**Records for processing:**
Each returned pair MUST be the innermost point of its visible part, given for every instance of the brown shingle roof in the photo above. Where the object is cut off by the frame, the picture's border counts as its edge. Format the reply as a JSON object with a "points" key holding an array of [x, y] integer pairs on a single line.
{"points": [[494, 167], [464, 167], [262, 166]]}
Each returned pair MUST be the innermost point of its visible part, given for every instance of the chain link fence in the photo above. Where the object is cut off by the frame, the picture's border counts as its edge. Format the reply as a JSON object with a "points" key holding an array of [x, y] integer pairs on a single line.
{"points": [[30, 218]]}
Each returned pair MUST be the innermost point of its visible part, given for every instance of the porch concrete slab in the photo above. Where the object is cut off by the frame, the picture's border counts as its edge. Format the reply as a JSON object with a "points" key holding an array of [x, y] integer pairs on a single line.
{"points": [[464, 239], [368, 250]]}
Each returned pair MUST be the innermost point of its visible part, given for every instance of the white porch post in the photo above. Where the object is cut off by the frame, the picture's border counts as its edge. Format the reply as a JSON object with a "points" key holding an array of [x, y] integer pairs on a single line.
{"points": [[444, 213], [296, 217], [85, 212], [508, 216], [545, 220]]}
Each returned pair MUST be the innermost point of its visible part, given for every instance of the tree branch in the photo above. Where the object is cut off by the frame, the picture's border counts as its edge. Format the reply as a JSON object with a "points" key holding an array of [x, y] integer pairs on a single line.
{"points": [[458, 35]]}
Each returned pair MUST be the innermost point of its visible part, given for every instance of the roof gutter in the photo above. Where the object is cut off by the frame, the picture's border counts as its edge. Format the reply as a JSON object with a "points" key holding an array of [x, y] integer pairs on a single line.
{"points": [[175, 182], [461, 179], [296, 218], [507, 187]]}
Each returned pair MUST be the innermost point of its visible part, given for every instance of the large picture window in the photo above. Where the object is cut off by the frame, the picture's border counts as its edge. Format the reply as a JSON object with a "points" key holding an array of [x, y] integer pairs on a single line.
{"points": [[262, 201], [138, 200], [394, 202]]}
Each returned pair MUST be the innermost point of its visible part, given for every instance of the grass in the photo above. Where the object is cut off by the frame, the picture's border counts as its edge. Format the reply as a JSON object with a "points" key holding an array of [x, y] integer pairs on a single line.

**Directive:** Arrange every line of the listing above into a numbered list, leaving out any blank lines.

**Task result:**
1. Each returned pair MUST be the innermost point of its visible part, given for every instance of the brown shingle roof in the photo above. Where the object is cut off by the frame, the picture's border counts as its edge. Format the reply as a JSON object with a "points" key holding an array of [x, y] integer pairs on a single line.
2. {"points": [[494, 167], [464, 167], [262, 166]]}
3. Each returned pair MUST be the innermost point of its visible part, given for every instance of the chain link fence in the photo above. Where the object is cut off by the frame, the picture's border counts as its edge. Format the reply as a JSON object with a "points" key holding an array of [x, y] integer pairs on a single line.
4. {"points": [[30, 218]]}
5. Each returned pair MUST be the innermost point of its visible part, given for every instance of the porch concrete slab in the photo above. Where the object is cut off by the frame, the picture's border counts as its edge. Format the reply as a JSON object with a "points" key holding an array of [x, y] integer pairs on a single line.
6. {"points": [[464, 239], [368, 250]]}
7. Each returned pair MUST be the innermost point of its visible part, given for every instance of the white porch post in the photo above. Where the object is cut off by the frame, the picture's border counts as its edge. Format the reply as a JSON object with a "points" key holding an array of [x, y] integer pairs on a single line.
8. {"points": [[444, 213], [296, 217], [85, 212], [508, 216], [545, 220]]}
9. Each returned pair MUST be the innermost point of its visible part, given for every instance of the tree branch in the photo above. Where the object is cut off by the frame, the picture's border counts as its edge. Format the reply as a JSON object with a "points" key holding an array of [x, y] integer pairs on a single line.
10. {"points": [[458, 35]]}
11. Each returned pair MUST be the innermost point of its visible part, given for every instance of the roof gutter in the photo above. Where the object is cut off by the frame, the picture's border counts as its edge. Format the reply as a JSON object with a "points" key holding an array of [x, y] integer pairs on a single line.
12. {"points": [[175, 182], [461, 179], [296, 218], [507, 187]]}
13. Each returned pair MUST be the innermost point of its visible part, given for every instance of the large picture window in the photo above. Where the object is cut off by the frame, the picture's border counts as its edge. Format the reply as a JSON object with a "points" key holding an array of [x, y] integer pairs on a single line.
14. {"points": [[262, 201], [138, 200], [394, 202]]}
15. Each returned pair MUST be the innermost point of its visible part, given for every instance of the grass in the photo above. Where the object is cut off by the frame, the picture's border counts as its edge. Format the reply as a JSON object with a "points" key holding an array of [x, y] integer pairs on a single line.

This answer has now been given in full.